══ Page extract ══

Extinct genus of turtles

Helochelydra is an extinct genus of extinct stem turtle known from the Early Cretaceous (Barremian) of the Isle of Wight, southern England.

==Phylogeny==
Helochelydra is a member of the stem turtle family Helochelydridae, which is known from Late Jurassic to Late Cretaceous deposits in North America and Europe. Cladistic analysis recovers Helochelydridae outside the clade leading to crown turtles (Testudines).

═══
══ Provided data ══

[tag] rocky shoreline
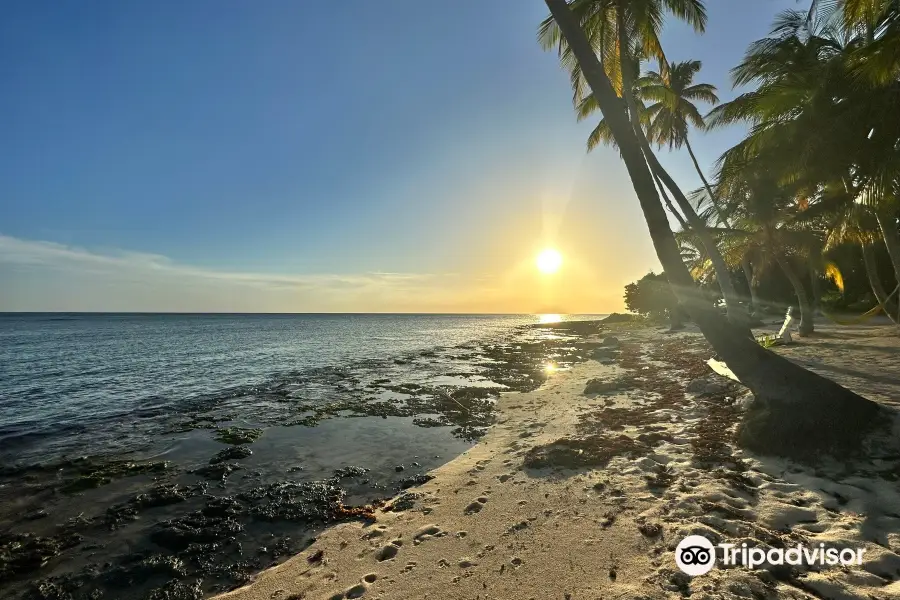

═══

_What you will do_
• A. Answer these questions using the text on Helochelydra:
(i) In which stage of the Early Cretaceous is Helochelydra known?
(ii) To which family does Helochelydra belong?
(iii) On which continents have deposits of that family been found?
• B. Pick up the text on Helochelydra after its final sentence and continue it.

_Answers for the tasks_
• A.
(i) The Barremian.
(ii) Helochelydridae.
(iii) North America and Europe.

• B.
==Taxonomy==
Helochelydra was named in 1928 by Franz Baron Nopcsa for a partial shell (NHMUK R171) from the Early Cretaceous Wessex Formation of the Isle of Wight that Lydekker (1889) had referred to Tretosternon punctatum, a turtle taxon from the Purbeck Group of Dorset, but no species name was provided. Lapparent de Broin and Murelaga (1999) recognized Helochelydra as closely related to the Late Cretaceous stem turtle Solemys, and erected the type species epithet nopcsai for NHMUK R171, even as they considered Tretosternon a possible synonym of Pleurosternon. The turtles "Trionyx" bakewelli and "Platychelys" anglica were referred to Helochelydra by Milner (2004) based on morphological similarities with the shell of the type species, but were placed in Compsemyidae by Joyce et al. (2012).